Возможно, в творческие мгновения он верил во множественность истины. Отсюда эта поэтика парадоксов и взаимоисключающих эпитетов. Учитель нравственности, истинный воспитатель, он ведь и себя самого попутно и ежечасно закалял, настраивал, воспитывал. “Переформировка длится, длится, / Никогда не кончится она…”. В одну пору жизни повторял: “Ничто в русских стихах не будет иметь значения, если не выражено то, что случилось с Россией!”. Это ведь и себе самому в назидание!

Молодому поэту, написавшему несколько удавшихся стихотворений, Межиров дал встреченный с юношеским недоумением, но оцененным с десятилетиями блистательный совет: “Вы создали свой мир, построили свой дом! Теперь вы должны его разрушить и из обломков построить новое!”. Несколько позже тому же, родившемуся после войны стихотворцу, однажды оказавшемуся в творческом тупике, было присоветовано создать поэму о военной жизни на основе какого-нибудь фронтового эпизода. Понятно, что так давалось задание себе самому.

Поэт — явление ритма. Предположим, что ритмический рисунок широко известного стихотворения “Одиночество гонит меня…” заимствован из полузабытого (потерявшегося в первом томе), но мощного стихотворения Блока “В пыльный город небесный кузнец / Прикатил огневой переменчивый диск…”. Но стихи Межирова далеки от блоковского символизма, они, как всегда, — свидетельство пребывания “в реальнейшем из всех миров / И уж, конечно, в объективном”. Веривший в “остаточное братство цеховое”, считавший свое занятие общим делом мастеров, Межиров был переимчив. В некоторых его стихах воспроизведены ритмические и стилистические ходы других поэтов — и сверстников, и тех, кто был моложе. Но позаимствованные слова и обороты в совершенно новом контексте засверкали иными гранями. И кроме того: ведь взамен взятому отдавалось столько собственного новонайденного и первородного… Горделиво сознавалась Ахматова: “Налево беру и направо, / И даже без чувства вины. / Немного у жизни лукавой / И все у ночной тишины”. В стихах Межирова всегда собственные — бессонница и интонация.

Что вообще значит заимствование, когда весь смысл творчества — в цельности произведения, в широком контексте! Одно из самых проникновенных стихотворений Межирова возникло из возгласа немолодой женщины, вернувшейся с симфонического концерта: “Какая музыка была!”. Поэт очаровался этим вскриком и продолжил, вспоминая молодость и войну… Мы все окружены бурей музыки, но важно выхватить из прозы будней обрывок мелоса.

* [ЗАПИСИ]:
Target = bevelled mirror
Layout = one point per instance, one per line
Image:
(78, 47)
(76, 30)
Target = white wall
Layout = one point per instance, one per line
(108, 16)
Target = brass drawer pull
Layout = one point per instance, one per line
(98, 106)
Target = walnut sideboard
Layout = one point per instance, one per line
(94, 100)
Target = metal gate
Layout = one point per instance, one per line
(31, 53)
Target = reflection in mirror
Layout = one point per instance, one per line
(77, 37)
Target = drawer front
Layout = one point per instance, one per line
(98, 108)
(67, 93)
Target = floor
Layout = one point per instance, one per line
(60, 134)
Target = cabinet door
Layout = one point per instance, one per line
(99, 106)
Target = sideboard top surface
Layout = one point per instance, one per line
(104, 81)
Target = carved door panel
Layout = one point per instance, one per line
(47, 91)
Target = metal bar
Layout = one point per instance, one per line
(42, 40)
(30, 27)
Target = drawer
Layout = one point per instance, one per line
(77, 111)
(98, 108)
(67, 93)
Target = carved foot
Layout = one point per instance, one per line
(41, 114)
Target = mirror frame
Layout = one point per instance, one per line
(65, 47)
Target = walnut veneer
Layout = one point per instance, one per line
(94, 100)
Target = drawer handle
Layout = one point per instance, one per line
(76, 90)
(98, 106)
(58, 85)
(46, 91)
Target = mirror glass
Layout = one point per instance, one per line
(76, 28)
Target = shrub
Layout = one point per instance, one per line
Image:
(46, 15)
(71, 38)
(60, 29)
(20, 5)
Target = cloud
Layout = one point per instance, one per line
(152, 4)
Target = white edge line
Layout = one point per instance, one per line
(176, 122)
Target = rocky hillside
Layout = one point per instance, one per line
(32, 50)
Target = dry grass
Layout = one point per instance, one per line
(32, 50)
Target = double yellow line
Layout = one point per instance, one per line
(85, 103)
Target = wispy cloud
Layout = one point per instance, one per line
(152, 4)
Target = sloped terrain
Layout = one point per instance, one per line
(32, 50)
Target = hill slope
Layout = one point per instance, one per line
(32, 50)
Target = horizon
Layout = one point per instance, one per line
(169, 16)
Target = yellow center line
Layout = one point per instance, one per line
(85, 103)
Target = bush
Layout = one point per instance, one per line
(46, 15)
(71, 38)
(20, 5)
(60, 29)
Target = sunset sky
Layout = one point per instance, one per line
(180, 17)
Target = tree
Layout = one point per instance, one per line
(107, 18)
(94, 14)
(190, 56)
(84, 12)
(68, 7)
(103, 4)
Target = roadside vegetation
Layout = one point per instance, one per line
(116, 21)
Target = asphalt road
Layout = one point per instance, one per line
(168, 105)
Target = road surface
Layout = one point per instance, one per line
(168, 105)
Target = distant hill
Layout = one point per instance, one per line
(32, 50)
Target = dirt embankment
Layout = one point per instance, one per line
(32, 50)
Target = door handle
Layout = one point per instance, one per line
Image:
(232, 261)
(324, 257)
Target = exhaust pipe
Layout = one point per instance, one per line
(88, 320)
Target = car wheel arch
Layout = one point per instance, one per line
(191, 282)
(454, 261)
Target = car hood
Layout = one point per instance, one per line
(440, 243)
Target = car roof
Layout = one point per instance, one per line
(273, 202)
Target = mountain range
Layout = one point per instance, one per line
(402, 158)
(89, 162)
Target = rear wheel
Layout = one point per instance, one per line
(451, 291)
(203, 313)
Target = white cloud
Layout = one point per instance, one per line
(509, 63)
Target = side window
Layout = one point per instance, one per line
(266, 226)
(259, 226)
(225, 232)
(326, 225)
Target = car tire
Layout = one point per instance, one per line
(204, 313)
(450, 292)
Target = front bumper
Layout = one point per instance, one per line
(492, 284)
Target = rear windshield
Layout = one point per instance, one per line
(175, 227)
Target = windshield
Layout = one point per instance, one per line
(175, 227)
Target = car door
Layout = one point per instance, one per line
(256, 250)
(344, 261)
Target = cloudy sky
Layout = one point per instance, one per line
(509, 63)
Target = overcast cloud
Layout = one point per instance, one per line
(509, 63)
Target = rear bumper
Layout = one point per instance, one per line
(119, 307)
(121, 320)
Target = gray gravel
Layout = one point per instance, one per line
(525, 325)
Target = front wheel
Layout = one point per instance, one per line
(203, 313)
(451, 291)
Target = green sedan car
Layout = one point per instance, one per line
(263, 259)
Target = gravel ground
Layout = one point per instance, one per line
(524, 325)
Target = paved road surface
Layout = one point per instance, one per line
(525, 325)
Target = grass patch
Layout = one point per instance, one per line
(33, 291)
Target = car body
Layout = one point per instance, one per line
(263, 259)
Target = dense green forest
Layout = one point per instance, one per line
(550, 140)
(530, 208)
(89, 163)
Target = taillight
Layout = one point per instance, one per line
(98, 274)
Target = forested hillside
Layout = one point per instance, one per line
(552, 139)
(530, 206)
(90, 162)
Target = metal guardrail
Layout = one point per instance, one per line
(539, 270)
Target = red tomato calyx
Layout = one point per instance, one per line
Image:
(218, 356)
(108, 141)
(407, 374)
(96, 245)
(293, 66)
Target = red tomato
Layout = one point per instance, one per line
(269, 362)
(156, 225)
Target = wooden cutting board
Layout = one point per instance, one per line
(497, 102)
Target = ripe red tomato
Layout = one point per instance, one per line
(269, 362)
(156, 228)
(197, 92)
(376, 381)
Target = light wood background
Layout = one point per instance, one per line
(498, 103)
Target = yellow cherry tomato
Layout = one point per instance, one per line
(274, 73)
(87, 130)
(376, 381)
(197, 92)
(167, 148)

* [ЗАДАНИЕ]:
Перепишите из текста о поэзии Межирова всё, что идёт от слов «Молодому поэту, написавшему» вниз до слов «задание себе самому.», без единого изменения.

* [РЕШЕНИЕ]:
Молодому поэту, написавшему несколько удавшихся стихотворений, Межиров дал встреченный с юношеским недоумением, но оцененным с десятилетиями блистательный совет: “Вы создали свой мир, построили свой дом! Теперь вы должны его разрушить и из обломков построить новое!”. Несколько позже тому же, родившемуся после войны стихотворцу, однажды оказавшемуся в творческом тупике, было присоветовано создать поэму о военной жизни на основе какого-нибудь фронтового эпизода. Понятно, что так давалось задание себе самому.